Records excerpted from a collection
┄┄┄┄┄┄

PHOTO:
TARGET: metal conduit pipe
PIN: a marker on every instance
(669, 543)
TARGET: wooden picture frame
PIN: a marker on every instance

┄┄┄┄┄┄

# WHAT YOU ARE ASKED TO DO
Update the listing above by changing every "marker" to "dot", leaving all other text as it is.

# EXPECTED ANSWER
PHOTO:
TARGET: metal conduit pipe
PIN: a dot on every instance
(669, 543)
TARGET: wooden picture frame
PIN: a dot on every instance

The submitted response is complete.